▶ _YOUR TASK_: Count the lines below that contain the string "headphone", where case matters, and give only the number.

▶ _PROVIDED DATA_:
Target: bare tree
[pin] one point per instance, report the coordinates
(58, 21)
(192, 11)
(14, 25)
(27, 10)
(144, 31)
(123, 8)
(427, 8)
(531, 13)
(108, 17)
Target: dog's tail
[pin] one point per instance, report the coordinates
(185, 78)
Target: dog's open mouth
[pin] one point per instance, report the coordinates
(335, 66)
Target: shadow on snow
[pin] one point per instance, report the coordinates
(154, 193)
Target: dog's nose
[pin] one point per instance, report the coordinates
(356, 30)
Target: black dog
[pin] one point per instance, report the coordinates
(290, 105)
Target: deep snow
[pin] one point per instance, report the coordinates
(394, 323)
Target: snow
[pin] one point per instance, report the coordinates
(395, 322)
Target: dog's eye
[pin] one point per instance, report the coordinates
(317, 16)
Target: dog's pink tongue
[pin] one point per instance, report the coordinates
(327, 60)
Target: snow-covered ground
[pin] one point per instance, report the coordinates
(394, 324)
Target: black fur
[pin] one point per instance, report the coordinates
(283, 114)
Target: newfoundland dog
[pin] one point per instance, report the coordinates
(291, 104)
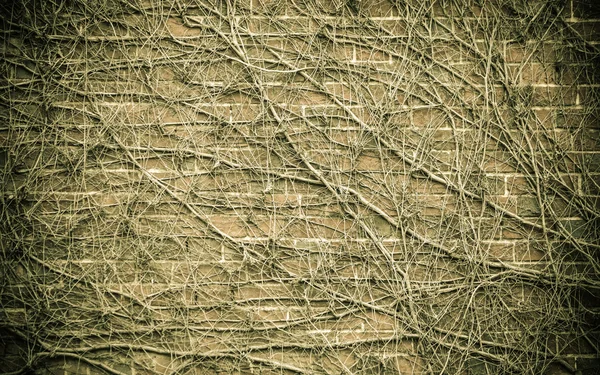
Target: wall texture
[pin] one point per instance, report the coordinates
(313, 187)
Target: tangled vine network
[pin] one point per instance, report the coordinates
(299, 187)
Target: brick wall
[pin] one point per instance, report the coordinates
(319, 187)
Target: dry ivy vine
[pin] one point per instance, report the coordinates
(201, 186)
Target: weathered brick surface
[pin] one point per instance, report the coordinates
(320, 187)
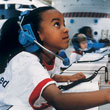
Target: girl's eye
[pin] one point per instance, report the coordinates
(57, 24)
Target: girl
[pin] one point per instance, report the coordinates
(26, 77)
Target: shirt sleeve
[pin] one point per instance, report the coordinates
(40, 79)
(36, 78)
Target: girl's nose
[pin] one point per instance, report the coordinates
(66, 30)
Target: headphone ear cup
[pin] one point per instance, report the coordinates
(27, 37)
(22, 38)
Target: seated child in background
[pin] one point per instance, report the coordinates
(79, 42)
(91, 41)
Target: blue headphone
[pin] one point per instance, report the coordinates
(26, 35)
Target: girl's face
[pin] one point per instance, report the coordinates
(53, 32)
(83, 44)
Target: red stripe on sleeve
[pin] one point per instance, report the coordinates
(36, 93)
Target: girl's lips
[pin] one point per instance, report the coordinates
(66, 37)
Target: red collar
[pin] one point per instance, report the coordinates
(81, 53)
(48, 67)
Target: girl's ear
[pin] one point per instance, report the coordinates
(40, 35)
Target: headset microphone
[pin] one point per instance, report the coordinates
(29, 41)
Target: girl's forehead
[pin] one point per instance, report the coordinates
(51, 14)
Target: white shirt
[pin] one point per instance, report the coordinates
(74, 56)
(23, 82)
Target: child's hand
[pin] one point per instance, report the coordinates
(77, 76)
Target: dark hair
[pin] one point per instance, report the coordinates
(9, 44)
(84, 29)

...

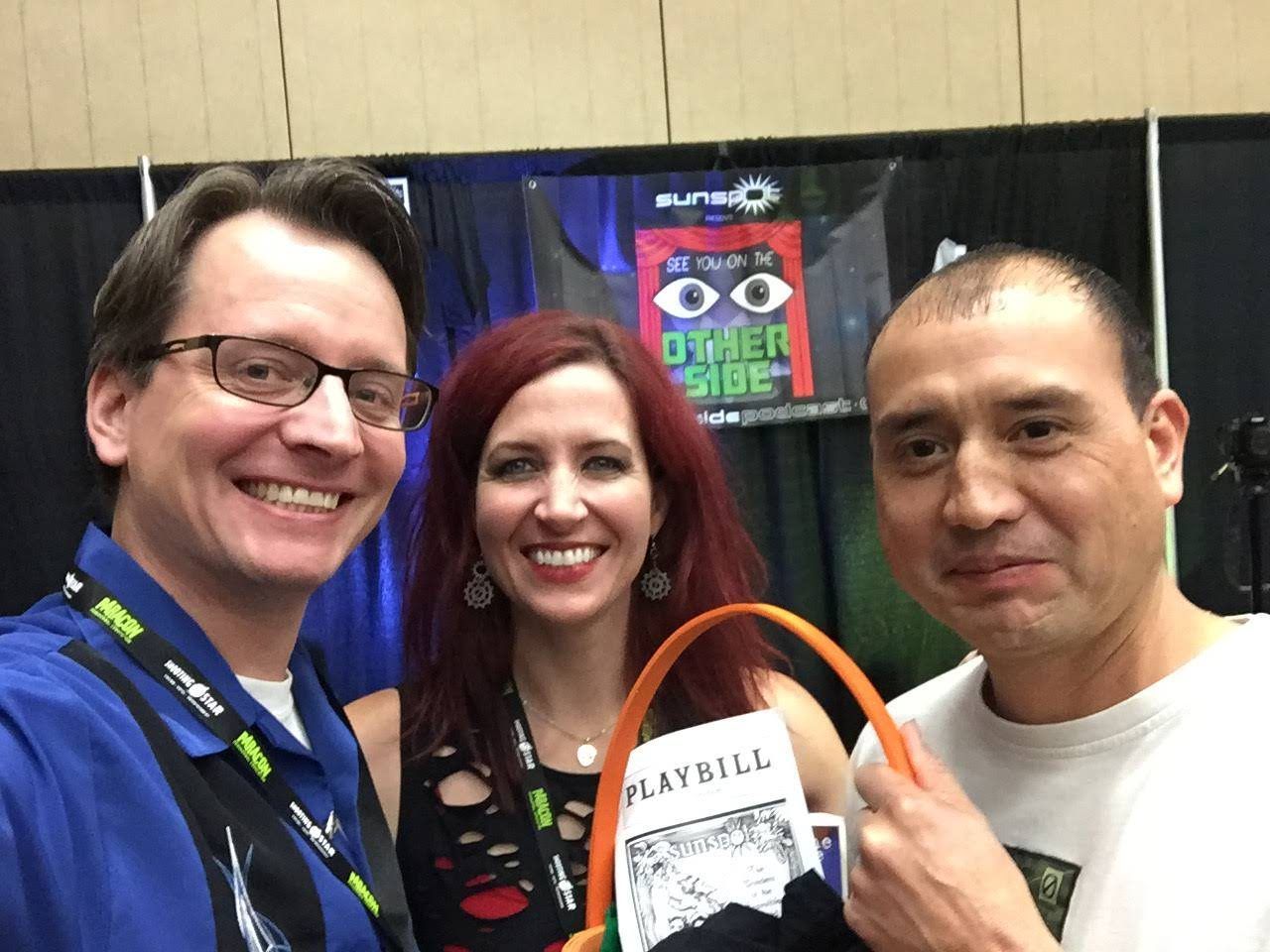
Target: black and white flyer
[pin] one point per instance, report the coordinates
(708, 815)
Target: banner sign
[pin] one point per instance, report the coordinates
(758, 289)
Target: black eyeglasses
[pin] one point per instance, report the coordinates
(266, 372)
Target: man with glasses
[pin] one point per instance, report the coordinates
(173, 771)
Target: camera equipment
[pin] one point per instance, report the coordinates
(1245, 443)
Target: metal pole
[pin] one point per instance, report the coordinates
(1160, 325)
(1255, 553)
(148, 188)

▶ _ANSWER FOR THIS EXERCISE_: 2